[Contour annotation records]
****

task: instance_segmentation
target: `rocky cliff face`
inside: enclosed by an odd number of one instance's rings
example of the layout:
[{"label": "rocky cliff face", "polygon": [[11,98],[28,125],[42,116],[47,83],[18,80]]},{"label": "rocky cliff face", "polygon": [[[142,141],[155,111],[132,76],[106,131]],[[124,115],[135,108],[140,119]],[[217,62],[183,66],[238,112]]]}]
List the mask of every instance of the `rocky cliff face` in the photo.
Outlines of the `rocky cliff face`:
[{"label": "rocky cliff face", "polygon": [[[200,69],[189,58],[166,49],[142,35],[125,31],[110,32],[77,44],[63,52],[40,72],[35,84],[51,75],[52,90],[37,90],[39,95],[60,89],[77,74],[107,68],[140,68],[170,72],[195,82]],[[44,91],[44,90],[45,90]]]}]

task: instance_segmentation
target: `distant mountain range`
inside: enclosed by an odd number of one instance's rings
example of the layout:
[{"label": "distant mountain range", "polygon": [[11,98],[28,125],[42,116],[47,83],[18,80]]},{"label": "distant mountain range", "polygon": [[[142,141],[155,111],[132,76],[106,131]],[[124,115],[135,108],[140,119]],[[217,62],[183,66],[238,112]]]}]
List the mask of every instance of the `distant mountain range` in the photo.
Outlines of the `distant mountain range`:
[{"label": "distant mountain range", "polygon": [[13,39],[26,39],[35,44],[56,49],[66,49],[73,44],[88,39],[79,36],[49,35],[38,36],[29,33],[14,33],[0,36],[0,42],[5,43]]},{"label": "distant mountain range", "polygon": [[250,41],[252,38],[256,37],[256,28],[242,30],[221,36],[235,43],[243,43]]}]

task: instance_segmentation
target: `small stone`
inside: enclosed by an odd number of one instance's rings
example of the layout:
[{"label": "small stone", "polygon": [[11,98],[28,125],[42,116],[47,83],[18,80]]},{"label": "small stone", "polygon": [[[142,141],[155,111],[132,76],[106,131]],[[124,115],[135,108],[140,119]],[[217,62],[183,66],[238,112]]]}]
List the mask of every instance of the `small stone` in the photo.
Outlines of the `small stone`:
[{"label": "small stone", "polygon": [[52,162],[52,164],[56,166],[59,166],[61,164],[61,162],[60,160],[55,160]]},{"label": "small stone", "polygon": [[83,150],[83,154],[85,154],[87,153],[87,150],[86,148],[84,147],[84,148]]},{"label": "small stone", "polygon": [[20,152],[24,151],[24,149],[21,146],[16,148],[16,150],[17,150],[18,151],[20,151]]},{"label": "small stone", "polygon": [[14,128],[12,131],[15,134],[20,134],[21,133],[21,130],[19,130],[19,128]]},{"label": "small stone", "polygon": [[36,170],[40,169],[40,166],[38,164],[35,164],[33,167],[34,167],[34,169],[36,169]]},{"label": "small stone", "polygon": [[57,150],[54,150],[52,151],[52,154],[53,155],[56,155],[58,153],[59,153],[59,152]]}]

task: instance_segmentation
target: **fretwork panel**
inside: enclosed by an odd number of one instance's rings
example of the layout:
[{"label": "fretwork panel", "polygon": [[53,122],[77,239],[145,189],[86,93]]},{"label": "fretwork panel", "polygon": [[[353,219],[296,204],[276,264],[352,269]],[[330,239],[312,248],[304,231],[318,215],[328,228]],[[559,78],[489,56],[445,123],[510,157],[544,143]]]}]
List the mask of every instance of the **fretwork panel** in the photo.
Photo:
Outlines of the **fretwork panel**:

****

What you will do -> Pull out each line of the records that contains the string "mountain". Case counts.

Complete answer ->
target: `distant mountain range`
[{"label": "distant mountain range", "polygon": [[11,98],[28,125],[42,116],[47,83],[18,80]]},{"label": "distant mountain range", "polygon": [[[142,141],[155,111],[132,76],[106,131]],[[124,115],[135,108],[140,119]],[[217,62],[183,66],[238,112]]]}]
List the mask of every instance of the `distant mountain range` in the photo.
Outlines of the `distant mountain range`:
[{"label": "distant mountain range", "polygon": [[13,39],[26,39],[35,44],[56,49],[66,49],[73,44],[88,39],[79,36],[49,35],[38,36],[29,33],[14,33],[0,36],[0,42],[5,43]]},{"label": "distant mountain range", "polygon": [[250,41],[252,38],[256,37],[256,28],[242,30],[221,36],[235,43],[243,43]]}]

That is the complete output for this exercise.